(Photo-based point labeling listing)
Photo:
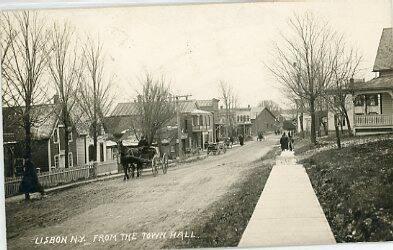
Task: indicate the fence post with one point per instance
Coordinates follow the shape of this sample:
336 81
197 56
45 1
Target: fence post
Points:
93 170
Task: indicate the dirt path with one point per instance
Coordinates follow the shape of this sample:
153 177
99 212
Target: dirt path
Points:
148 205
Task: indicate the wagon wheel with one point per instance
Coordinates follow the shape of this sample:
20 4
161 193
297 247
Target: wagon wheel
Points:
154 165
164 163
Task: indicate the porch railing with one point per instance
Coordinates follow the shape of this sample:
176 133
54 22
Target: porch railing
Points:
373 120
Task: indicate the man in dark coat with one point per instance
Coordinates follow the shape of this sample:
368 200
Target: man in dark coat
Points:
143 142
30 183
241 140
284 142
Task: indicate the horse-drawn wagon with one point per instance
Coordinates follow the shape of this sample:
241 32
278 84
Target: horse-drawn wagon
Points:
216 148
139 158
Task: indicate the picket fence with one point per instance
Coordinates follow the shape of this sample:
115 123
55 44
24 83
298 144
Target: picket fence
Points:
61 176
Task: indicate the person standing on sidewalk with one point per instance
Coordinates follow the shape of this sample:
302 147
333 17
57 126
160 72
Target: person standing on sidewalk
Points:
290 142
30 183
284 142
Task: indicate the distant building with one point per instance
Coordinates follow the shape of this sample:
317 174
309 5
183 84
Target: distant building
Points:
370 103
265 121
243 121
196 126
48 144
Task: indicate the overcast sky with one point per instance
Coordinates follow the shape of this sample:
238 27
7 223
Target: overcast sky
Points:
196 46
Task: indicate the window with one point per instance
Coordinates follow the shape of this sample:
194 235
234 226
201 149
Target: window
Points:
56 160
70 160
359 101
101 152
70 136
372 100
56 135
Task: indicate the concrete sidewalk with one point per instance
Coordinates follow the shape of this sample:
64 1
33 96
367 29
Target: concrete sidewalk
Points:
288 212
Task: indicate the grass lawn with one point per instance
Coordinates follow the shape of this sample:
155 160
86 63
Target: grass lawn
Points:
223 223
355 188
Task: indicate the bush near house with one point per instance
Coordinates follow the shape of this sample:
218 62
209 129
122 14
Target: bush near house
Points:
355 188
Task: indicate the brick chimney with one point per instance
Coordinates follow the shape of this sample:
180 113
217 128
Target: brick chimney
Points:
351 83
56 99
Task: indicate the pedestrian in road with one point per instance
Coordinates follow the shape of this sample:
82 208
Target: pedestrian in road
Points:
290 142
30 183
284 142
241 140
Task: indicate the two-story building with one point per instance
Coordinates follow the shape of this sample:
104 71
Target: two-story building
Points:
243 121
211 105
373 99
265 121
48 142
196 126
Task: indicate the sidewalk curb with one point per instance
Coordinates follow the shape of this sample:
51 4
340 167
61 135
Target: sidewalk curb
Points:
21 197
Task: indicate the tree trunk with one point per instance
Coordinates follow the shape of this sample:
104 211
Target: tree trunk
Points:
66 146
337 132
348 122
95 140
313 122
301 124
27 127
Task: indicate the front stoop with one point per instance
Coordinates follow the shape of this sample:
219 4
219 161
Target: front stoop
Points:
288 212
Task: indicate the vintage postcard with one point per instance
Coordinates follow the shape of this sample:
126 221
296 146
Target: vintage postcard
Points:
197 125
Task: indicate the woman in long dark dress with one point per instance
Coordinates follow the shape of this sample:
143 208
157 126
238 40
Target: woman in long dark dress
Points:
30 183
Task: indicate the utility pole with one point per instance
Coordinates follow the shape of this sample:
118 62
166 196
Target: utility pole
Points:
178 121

YOUR TASK ▸
Can you reproduce the listing above line for line, leaving out the pictures?

SOLUTION FOR THIS EXERCISE ▸
Photo:
Task: indicate the fence post with one point per instance
Coordinates follow the shape of this sample:
336 81
197 56
45 1
Target: fence post
Points:
93 170
Task: indicate the dirt path with one point per instance
Coordinates follow the shape of this sample:
153 177
99 212
Target: dirt path
Points:
148 205
Task: indicate the wagon wheel with one point per instance
Coordinates follow the shape of this sample:
20 4
161 193
297 247
Target: wagon wheel
Points:
154 165
164 163
Task: indicate the porch railing with one point per instance
Coordinates follow the shape of this sample:
176 133
54 22
Target: porch railing
Points:
373 120
Task: indicate the man in dark coat with one point per instance
Coordinates follow the shape of this sample:
368 200
Target: man in dark coat
Points:
143 142
30 183
241 140
284 142
Task: indicate the horse-drawn wagon with one point per instance
Coordinates follow the shape of this sample:
241 32
278 84
Target: horse-drawn wagon
Points:
216 148
139 158
Task: indicate the picket fence with one point per instance
Coordinates follow the shape of this sample:
115 123
55 44
24 83
298 144
Target: picket fence
Points:
61 176
Task: indicate the person standing on sidewalk with one point per instance
Coordinates follow the shape of this sample:
302 147
333 17
57 126
160 72
Target: person standing on sidewalk
Points:
290 142
30 183
284 142
Task: indicate the distant building with one point per instance
Coordinates follow the shape of this sample:
317 174
309 5
183 84
Target: distant building
Points:
370 103
265 121
243 121
196 126
48 144
Task: indicate the overcast sky with one point per instance
Coordinates follow the shape of this sample:
238 27
7 223
Target: overcast sky
Points:
196 46
Task: indicate the window with one point per instance
Coordinates follow the shape of this sample:
194 235
234 226
201 149
Target: window
Points:
56 160
70 160
359 101
101 152
70 136
372 100
56 135
Task: indicate the concrete sidewalk with one point per instance
Coordinates follow the shape of this sample:
64 1
33 96
367 29
Target: concrete sidewalk
Points:
288 212
Task: indicate the grass lawn with one point per instance
Coordinates follow the shape of this sample:
155 160
86 63
Target: grass lawn
Points:
223 223
355 188
Task: indicate the bush near house with one point per instance
Coordinates follow the shape of this sample:
218 62
209 129
122 14
Target: bush near house
Points:
355 188
Task: indicate the brick chimney with one point per instance
Coordinates follow the shape of this sample:
180 113
217 128
Target: brick chimney
Points:
351 83
56 99
Task: indicate the pedestrian in road with one point per instance
Coordinates follow the shape of this sample:
82 208
Target: pedestrian in road
Points:
290 142
30 183
284 142
241 140
Task: indicate the two-story building with one point per instance
Coordinates follow the shape of this sample:
104 71
Target: two-story building
Points:
243 121
211 105
373 99
265 121
48 142
196 126
Task: indicate the sidewalk curb with one point per instance
Coordinates follow the shape of this sample:
51 4
340 167
61 135
Target: sidewalk curb
Points:
21 197
Task: indicate the tree trunk with one point per instance
Coordinates follow the shape of this sample:
104 211
Target: tree trunk
Points:
66 146
337 132
348 122
95 140
313 122
301 124
27 127
Task: indicate the front stoop with one point per instance
Coordinates follow the shape of this sample:
219 4
219 161
Target: front stoop
Points:
288 212
Task: indicate the vintage postcard with one point per instance
Coordinates follow the shape of this sample:
126 221
296 146
Target: vintage postcard
Points:
197 125
Task: indicate the woman in long dark dress with one point per instance
Coordinates follow the shape of this sample:
143 208
157 126
238 40
Target: woman in long dark dress
Points:
30 183
Task: indicate the utility pole with one point per instance
Coordinates follow the shape of this sample:
118 62
166 196
Target: utility pole
Points:
178 121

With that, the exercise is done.